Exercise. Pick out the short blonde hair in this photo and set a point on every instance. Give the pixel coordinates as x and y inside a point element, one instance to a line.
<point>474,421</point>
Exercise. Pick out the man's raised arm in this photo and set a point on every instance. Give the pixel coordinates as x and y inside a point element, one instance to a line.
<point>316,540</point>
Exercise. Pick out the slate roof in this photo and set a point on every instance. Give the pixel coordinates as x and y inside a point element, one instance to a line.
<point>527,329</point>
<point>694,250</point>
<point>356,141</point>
#####
(Hedef) Yukarıdaki satırları "metin" ve "yanit" başlıklı, iki sütunlu bir CSV olarak ifade et. Her metin ve ona ait yanıt bir CSV satırı olsun. Her alanı çift tırnak içinde tek bir alan olarak yaz ve alan içindeki satır sonlarını boşluğa çevir.

(Sonuç)
metin,yanit
"Exercise. Pick out the short blonde hair in this photo and set a point on every instance. Give the pixel coordinates as x and y inside a point element, one instance to a line.","<point>474,421</point>"
"Exercise. Pick out the man's raised arm in this photo and set a point on every instance. Give the pixel coordinates as x and y inside a point element, one instance to a line.","<point>316,540</point>"
"Exercise. Pick out the slate roof in this photo and set a point on every instance. Give the pixel coordinates as x and y inside a point element, one instance to a line.","<point>527,329</point> <point>694,250</point> <point>356,141</point>"